_WORK TO COMPLETE_:
1 > In the forum thread on Russian fiction, which translation of "The Master and Margarita" does DYB have on a Kindle?
2 > Reproduce the passage of the forum thread on Russian fiction starting at "## StephenLivingston (May" and ending at "wishes, Stephen Livingston.".

_SELECTED EXCERPT_:
= = = =
WoW it sounds good I will have to read Anna Karenia


----------



## russianfiction (Feb 28, 2012)

Nowadays there are not much award-winning Russian writers!!!!! But Tolstoy and Dostoyevskiy were among the greatest!!!


----------



## Matthew Lee Adams (Feb 19, 2012)

Since this thread got resurrected, I'd say that some people might enjoy:

Mikhail Bulgakhov's "The Master and Margarita":



It's quite a romp in almost a Mark Twain sort of way at times. The Burgin/O'Connor translation is well-regarded. I've also read the Glenny translation and liked it, although many people have criticized it for not being as true a translation. Translations are tricky, especially between dissimilar languages like Russian and English. It's difficult enough simply to translate the actual sentences in a comparable manner from one language to the other, and even more difficult to attempt to recreate the spirit of the language while doing so.

Here's one review of the book that compares the same passage as done by two different translations of this wonderful book:

http://www.amazon.com/review/R22RL1A7V3LURE/ref=cm_cr_pr_perm?ie=UTF8&ASIN=0679760806&nodeID=&tag=&linkCode=


----------



## StephenLivingston (May 10, 2011)

War and Peace is an excellent book, I've not yet read Dr Zhivago but I thought the movie was very good.  I'd also recommend Crime and Punishment very highly.
Best wishes, Stephen Livingston.


----------



## Borislava Borissova (Sep 9, 2011)

Matthew Lee Adams said:


> Since this thread got resurrected, I'd say that some people might enjoy:
> 
> Mikhail Bulgakhov's "The Master and Margarita":
> 
> ...


I love Master and Margarita most, War and Peace is my second favourite Russian book and Pasternak's Doctor Zhivago, Turgenev, Dostoevsky are after them.


----------



## DYB (Aug 8, 2009)

I've never read "The Master and Margarita," but I have the Pevear/Volokhonsky translation on my Kindle for future reading.
= = = =
_SUPPLIED INFORMATION_:

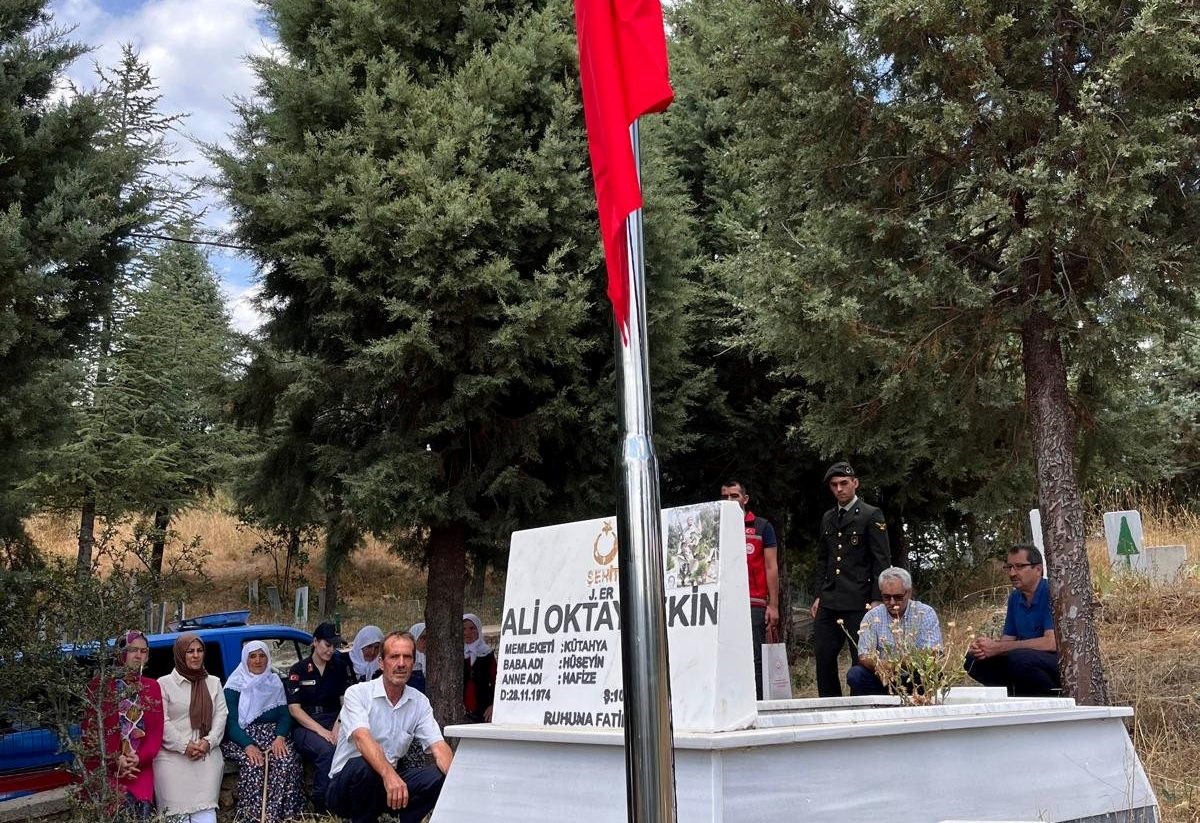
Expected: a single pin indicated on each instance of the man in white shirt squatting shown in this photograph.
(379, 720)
= = = =
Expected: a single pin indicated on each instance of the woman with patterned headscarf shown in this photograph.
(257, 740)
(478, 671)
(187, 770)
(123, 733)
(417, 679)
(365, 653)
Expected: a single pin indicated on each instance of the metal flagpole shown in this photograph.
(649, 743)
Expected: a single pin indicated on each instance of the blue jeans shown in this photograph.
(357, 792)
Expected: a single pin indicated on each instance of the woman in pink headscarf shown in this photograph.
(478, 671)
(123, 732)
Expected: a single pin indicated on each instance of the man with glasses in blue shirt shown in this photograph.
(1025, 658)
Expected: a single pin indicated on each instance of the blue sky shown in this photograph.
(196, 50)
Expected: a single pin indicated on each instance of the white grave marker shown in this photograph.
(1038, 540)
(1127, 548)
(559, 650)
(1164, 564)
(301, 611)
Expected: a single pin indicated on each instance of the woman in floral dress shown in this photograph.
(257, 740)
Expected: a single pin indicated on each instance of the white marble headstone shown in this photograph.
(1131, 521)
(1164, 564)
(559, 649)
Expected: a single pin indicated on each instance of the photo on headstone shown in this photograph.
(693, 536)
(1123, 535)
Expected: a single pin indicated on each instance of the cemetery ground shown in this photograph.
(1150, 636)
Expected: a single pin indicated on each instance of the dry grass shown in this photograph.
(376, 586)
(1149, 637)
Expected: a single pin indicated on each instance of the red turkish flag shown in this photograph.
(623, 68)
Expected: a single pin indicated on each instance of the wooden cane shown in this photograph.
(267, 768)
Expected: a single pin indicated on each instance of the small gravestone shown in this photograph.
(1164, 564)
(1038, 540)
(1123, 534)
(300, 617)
= = = =
_ANSWERS TO EACH TASK_:
1 > The Pevear/Volokhonsky translation.

2 >
## StephenLivingston (May 10, 2011)

War and Peace is an excellent book, I've not yet read Dr Zhivago but I thought the movie was very good.  I'd also recommend Crime and Punishment very highly.
Best wishes, Stephen Livingston.